WORK TO COMPLETE: Edit the lines starting at the one that contains "Can you find the blonde-haired" and ending at the end of the records, replacing "striped shirt" with "plaid shirt" and leaving everything else the same.

>> START EXERCISE INPUTS

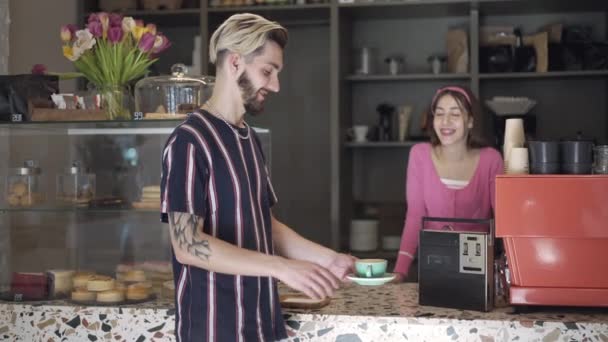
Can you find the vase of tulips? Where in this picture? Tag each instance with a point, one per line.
(110, 52)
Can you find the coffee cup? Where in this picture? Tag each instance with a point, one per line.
(370, 268)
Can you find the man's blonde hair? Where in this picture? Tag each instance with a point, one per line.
(244, 34)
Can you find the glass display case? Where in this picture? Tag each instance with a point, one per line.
(99, 215)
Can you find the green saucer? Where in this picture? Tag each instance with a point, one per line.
(371, 281)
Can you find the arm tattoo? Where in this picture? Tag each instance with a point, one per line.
(185, 228)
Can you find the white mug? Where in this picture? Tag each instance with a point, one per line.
(360, 133)
(518, 161)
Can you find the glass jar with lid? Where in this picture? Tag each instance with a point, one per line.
(76, 186)
(173, 96)
(24, 185)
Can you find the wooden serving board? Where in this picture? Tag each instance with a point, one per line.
(294, 301)
(146, 205)
(53, 114)
(164, 116)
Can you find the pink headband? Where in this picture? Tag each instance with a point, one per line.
(451, 88)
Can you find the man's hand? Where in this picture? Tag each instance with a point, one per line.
(340, 265)
(309, 278)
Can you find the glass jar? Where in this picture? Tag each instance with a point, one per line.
(24, 186)
(76, 186)
(167, 97)
(600, 159)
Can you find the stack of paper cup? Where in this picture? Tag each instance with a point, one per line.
(518, 161)
(514, 137)
(364, 235)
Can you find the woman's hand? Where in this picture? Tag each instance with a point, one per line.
(398, 278)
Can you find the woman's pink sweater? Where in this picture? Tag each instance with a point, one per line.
(427, 196)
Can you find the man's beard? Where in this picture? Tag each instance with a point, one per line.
(249, 94)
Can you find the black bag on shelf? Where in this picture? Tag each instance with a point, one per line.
(494, 59)
(525, 59)
(17, 90)
(595, 56)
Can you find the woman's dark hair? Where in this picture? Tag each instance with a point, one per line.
(467, 103)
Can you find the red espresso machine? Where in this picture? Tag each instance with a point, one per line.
(555, 232)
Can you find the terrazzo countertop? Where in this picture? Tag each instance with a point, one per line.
(356, 313)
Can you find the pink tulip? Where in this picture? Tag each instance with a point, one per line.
(151, 28)
(115, 34)
(146, 42)
(96, 29)
(66, 33)
(72, 29)
(104, 18)
(39, 69)
(115, 20)
(93, 18)
(161, 43)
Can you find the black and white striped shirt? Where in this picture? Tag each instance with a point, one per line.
(211, 171)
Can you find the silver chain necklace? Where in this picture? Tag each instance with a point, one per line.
(236, 131)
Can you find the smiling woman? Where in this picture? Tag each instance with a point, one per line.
(453, 175)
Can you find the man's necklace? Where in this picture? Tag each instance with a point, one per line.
(236, 131)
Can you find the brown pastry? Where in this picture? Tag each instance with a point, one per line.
(81, 279)
(100, 283)
(139, 291)
(82, 295)
(134, 276)
(110, 296)
(60, 283)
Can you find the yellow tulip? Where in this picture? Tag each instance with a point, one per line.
(138, 31)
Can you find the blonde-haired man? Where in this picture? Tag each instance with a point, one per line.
(217, 196)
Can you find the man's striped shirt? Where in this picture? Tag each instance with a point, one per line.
(211, 171)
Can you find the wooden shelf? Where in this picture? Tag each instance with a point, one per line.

>> END EXERCISE INPUTS

FULL ANSWER:
Can you find the blonde-haired man? Where in this picture? Tag each instance with a point, one per line.
(217, 196)
Can you find the man's plaid shirt? Where in this picture? Tag each instance with a point, one per line.
(211, 171)
Can you find the wooden shelf? Where in this picture? Tag each instance with a point, one per line.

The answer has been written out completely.